Problem
Lay out the listing below as a two-column CSV headed label_text and mask_polygons, with one row per text and its answer. Put each field in double quotes, turn line breaks into spaces, and leave the pictures out.

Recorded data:

= = = = = = =

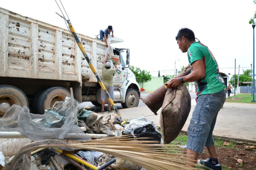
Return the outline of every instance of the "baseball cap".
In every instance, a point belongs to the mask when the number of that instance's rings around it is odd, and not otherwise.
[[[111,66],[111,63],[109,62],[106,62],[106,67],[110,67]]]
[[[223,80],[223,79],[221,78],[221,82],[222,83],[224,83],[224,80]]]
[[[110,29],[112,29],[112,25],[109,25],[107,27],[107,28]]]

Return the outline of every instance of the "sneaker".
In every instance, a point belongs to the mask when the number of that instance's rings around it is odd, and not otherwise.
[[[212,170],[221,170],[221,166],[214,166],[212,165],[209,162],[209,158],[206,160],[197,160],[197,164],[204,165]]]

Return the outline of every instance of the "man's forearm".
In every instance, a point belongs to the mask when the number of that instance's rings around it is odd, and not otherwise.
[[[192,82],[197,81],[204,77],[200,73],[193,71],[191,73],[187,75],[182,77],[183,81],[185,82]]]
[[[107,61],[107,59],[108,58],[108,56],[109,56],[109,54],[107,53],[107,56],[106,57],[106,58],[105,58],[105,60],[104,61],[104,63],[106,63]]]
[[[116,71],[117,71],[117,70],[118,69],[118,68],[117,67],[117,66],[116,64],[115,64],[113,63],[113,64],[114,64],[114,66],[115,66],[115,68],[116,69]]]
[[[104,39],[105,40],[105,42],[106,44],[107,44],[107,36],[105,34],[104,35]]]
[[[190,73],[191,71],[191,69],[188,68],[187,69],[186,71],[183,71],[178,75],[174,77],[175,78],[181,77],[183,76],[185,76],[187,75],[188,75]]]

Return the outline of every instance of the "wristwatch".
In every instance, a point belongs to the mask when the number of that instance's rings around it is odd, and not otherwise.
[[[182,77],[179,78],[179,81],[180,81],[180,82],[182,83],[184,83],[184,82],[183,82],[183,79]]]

= = = = = = =

Finished exercise
label_text,mask_polygons
"Return the outline of every instance of the ""baseball cap"". In every instance, a point belongs to the mask when the number of that instance's rings around it is odd, and not otherwise.","[[[111,66],[111,63],[109,62],[106,62],[106,67],[110,67]]] [[[223,80],[223,79],[221,78],[221,82],[222,83],[224,83],[224,80]]] [[[110,29],[112,29],[112,25],[109,25],[107,27],[107,28]]]"
"Return the outline of every instance of the ""sneaker"". In every instance, a point belongs to the mask when the number of that instance's rings around it is odd, and not otherwise.","[[[212,170],[221,170],[221,166],[214,166],[212,165],[209,162],[209,158],[206,160],[197,160],[197,164],[204,165]]]"
"Return the outline of every instance of the ""man's forearm"". In every instance, a point belongs to the mask when the number of that instance's rings around it is odd, and not otherwise.","[[[192,82],[197,81],[204,77],[200,73],[193,71],[191,73],[187,75],[182,77],[183,81],[185,82]]] [[[107,61],[107,59],[108,58],[108,56],[109,56],[109,54],[107,53],[107,56],[106,57],[106,58],[105,58],[105,60],[104,61],[104,63],[106,63]]] [[[116,71],[117,71],[117,70],[118,69],[118,68],[117,67],[117,66],[116,64],[115,64],[113,63],[113,64],[114,64],[114,66],[115,66],[115,68],[116,69]]] [[[104,39],[105,40],[105,42],[106,44],[107,44],[107,36],[105,34],[104,35]]] [[[190,73],[191,71],[191,69],[188,68],[187,69],[186,71],[183,71],[178,75],[174,77],[175,78],[181,77],[183,76],[185,76],[187,75],[188,75]]]"
"Return the outline of every instance of the ""wristwatch"". In every instance, a point belongs to the mask when the number of that instance's rings around it is odd, and not otherwise.","[[[182,77],[179,78],[179,81],[180,81],[180,82],[182,83],[184,83],[184,82],[183,82],[183,79]]]"